:: TEXTAUSZUG ::
Urteil vom 12. Juni 2006 
I. Zivilabteilung 
 
Besetzung 
Bundesrichter Corboz, Präsident, 
Bundesrichterinnen Klett, Rottenberg Liatowitsch, 
Gerichtsschreiber Luczak. 
 
Parteien 
X.________ AG, 
Beklagte und Berufungsklägerin, vertreten durch Rechtsanwalt Richard Waeber, 
 
gegen 
 
Y.________ GmbH, 
Klägerin und Berufungsbeklagte, vertreten durch Rechtsanwalt Mathias Ammann. 
 
Gegenstand 
Kaufvertrag; internationaler Warenkauf; CISG, 
 
Berufung gegen das Urteil des Kantonsgerichts Freiburg, I. Appellationshof, vom 3. Januar 2006. 
 
Sachverhalt: 
A. 
Die Y.________ GmbH (Klägerin), eine GmbH deutschen Rechts mit Sitz in A.________, und die X.________ AG mit Sitz in B.________ (Beklagte) standen seit mehr als 11 Jahren in Geschäftsbeziehungen. Im Januar 2002 erhielt die Beklagte Kenntnis davon, dass ein Unternehmen in Italien ca. 70 Tonnen Triethylen Tetramin (TETA) zum Verkauf anbiete. Darüber informierte die Beklagte die Klägerin, welche nach diversen Gesprächen der Beklagten eine Kaufbestätigung über 60 Tonnen netto zusandte. Die Beklagte konnte das TETA indessen nicht erhältlich machen, obwohl sie einen Lastwagen nach Italien schickte, um Druck auf den Lieferanten auszuüben. Die Klägerin hatte ihrerseits einen Abnehmer für das TETA gefunden und mit diesem bereits einen Kaufvertrag geschlossen. Der Abnehmer hielt am Vertrag fest und tätigte die notwendigen Deckungskäufe. Die Preisdifferenz stellte er der Klägerin in Rechnung. Die Beklagte war nicht bereit, diesen Schaden zu ersetzten. Sie vertrat den Standpunkt, zwischen ihr und der Klägerin sei kein Vertrag zustande gekommen. 
B.

:: DATENSATZ ::

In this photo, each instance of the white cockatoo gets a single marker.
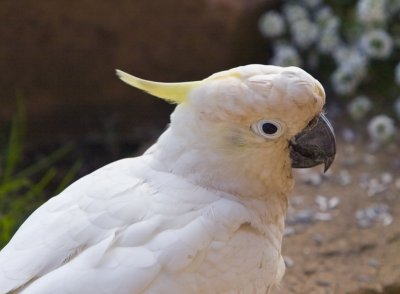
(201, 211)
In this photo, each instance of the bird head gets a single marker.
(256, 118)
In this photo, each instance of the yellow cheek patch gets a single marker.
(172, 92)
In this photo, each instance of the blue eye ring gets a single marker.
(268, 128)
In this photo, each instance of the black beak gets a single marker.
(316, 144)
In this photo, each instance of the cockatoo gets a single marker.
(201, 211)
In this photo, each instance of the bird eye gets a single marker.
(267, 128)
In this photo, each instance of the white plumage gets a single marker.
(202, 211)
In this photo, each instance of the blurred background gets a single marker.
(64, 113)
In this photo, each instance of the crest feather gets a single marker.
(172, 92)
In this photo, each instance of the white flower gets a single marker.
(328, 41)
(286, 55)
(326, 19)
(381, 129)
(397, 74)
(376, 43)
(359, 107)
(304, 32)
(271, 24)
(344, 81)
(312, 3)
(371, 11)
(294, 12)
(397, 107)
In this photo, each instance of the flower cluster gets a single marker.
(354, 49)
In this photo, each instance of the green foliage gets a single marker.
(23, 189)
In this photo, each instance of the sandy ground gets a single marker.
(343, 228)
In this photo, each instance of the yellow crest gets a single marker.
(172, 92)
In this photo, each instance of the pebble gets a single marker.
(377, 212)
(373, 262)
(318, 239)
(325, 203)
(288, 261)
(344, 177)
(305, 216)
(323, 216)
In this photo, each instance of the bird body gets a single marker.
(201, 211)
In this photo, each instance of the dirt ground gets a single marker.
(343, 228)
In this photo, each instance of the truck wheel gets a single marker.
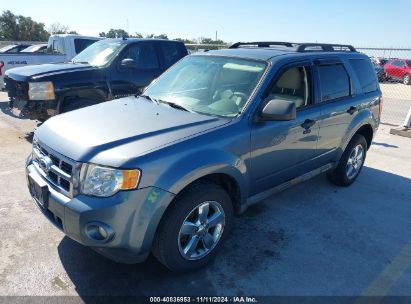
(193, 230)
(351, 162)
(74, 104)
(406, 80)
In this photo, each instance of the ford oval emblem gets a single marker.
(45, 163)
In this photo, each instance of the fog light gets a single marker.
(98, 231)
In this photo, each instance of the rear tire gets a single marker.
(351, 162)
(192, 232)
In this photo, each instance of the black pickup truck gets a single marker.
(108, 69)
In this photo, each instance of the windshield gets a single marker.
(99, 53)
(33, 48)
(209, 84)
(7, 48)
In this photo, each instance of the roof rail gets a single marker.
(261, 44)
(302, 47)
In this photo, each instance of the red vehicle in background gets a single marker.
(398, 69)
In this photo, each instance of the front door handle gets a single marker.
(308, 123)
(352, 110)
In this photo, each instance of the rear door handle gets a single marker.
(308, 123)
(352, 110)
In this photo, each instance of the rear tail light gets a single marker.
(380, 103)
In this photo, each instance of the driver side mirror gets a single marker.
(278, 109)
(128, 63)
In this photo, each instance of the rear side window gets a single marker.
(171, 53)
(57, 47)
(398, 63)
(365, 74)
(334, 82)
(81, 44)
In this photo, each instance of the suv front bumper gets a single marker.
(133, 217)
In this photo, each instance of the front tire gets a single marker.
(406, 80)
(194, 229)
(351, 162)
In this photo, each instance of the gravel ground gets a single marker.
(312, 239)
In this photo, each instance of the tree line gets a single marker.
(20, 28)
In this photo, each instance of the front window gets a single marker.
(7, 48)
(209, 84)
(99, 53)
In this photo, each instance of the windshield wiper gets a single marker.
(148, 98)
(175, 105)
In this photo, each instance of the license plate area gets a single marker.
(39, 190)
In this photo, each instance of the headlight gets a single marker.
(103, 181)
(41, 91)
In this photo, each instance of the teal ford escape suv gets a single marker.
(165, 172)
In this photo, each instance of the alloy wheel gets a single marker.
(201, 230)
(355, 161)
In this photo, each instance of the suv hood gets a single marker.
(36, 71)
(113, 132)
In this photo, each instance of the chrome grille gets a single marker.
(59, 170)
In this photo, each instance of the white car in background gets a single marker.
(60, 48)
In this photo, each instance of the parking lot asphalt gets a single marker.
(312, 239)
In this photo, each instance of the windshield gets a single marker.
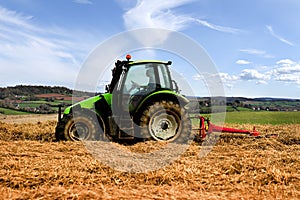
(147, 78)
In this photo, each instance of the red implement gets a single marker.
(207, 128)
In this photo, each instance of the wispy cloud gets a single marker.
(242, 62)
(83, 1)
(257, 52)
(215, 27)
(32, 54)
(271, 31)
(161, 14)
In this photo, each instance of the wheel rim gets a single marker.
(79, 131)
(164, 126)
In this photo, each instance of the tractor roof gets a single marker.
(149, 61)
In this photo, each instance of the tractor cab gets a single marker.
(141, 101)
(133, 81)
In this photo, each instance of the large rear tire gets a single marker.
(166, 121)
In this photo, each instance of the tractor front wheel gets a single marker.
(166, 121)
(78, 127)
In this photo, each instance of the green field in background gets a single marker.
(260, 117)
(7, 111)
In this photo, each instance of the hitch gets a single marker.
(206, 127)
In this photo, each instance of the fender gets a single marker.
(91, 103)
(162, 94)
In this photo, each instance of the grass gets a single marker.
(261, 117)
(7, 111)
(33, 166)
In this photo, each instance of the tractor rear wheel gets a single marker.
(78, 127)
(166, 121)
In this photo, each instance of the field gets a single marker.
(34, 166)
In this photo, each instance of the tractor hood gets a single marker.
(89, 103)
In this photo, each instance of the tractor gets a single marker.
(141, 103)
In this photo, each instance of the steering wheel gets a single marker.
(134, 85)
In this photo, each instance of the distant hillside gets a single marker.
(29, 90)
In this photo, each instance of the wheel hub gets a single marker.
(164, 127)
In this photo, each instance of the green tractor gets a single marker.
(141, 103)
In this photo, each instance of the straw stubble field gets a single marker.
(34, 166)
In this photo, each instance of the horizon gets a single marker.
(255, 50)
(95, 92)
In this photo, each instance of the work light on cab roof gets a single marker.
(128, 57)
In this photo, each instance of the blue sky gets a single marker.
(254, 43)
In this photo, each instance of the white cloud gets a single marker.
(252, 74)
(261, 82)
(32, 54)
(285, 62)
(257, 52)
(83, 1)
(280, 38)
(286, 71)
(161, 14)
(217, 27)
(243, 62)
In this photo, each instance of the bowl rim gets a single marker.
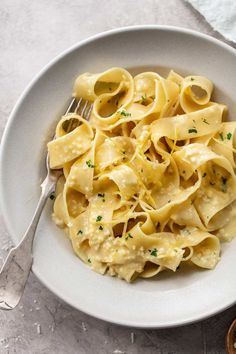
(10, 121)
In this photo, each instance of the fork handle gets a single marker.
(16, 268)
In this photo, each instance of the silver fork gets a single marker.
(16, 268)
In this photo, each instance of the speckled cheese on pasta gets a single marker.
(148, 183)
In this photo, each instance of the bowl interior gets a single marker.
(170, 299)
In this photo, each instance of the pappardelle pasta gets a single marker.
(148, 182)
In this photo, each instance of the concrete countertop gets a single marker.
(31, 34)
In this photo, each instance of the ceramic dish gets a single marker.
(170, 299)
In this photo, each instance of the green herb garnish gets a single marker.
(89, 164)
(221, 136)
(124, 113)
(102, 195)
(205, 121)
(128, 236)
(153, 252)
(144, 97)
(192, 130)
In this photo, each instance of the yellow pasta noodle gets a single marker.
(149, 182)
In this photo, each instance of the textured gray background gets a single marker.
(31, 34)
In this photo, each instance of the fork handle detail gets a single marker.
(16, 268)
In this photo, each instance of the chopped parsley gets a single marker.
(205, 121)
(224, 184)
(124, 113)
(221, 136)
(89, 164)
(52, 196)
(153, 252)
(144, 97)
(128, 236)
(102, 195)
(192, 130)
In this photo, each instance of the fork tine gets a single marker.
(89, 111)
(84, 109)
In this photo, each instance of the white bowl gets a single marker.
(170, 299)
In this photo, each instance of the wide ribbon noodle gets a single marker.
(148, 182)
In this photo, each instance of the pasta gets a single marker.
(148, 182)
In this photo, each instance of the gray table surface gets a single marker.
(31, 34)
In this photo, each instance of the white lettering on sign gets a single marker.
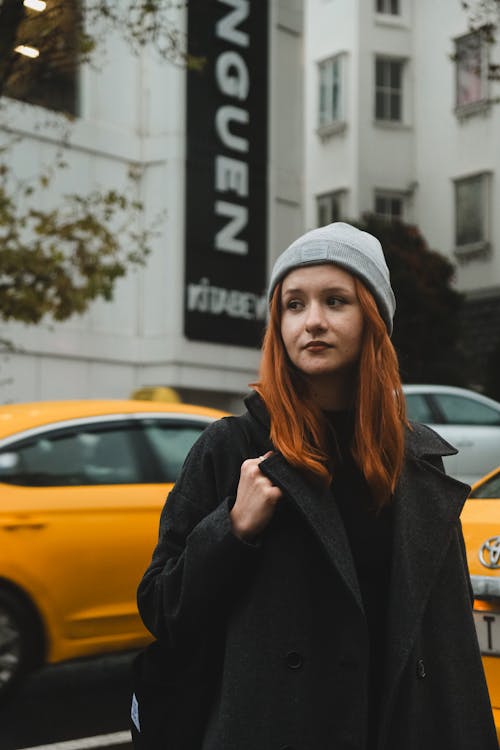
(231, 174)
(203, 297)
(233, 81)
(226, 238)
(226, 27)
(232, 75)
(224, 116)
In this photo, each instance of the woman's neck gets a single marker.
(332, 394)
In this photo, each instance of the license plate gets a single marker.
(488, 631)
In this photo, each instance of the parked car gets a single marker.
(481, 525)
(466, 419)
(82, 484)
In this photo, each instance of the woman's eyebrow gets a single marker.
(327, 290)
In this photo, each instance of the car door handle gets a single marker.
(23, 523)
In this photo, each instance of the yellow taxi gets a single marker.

:: WAS ZU TUN IST ::
A) Zähle die Zeilen der Einträge, in denen die Zeichenfolge „yellow“ vorkommt, und gib nur diese Zahl an.
B) Setze das Gerichtsurteil zum Kaufvertrag über Triethylen Tetramin im Anschluss an seine letzte Zeile fort.

:: ANTWORTEN JE AUFGABE ::
A) 4

B)
Die Klägerin gelangte am 27. Juni 2002 an das Zivilgericht des Seebezirks und verlangte von der Beklagten Fr. 25'913.55 nebst Zins. Das Zivilgericht und auf Berufung der Klägerin auch das Kantonsgericht Freiburg schützten die Position der Beklagten und wiesen die Klage, welche die Klägerin vor Kantonsgericht auf Fr. 23'582.-- nebst Zins reduziert hatte, ab, da zwischen den Parteien kein Vertrag bestehe. Auf Berufung der Klägerin erkannte das Bundesgericht mit Urteil 4C.474/2004 vom 5. April 2005, dass zwischen den Parteien eine vertragliche Beziehung bestand. Die tatsächlichen Feststellungen erlaubten aber nicht zu beurteilen, ob die Beklagte ihren vertraglichen Pflichten nachgekommen ist. Daher wies das Bundesgericht die Sache in Bezug auf die Frage, wer für die vereinbarte TETA-Lieferung das Beschaffungsrisiko trug, zur Ergänzung des Sachverhalts an die Vorinstanz zurück. 
C.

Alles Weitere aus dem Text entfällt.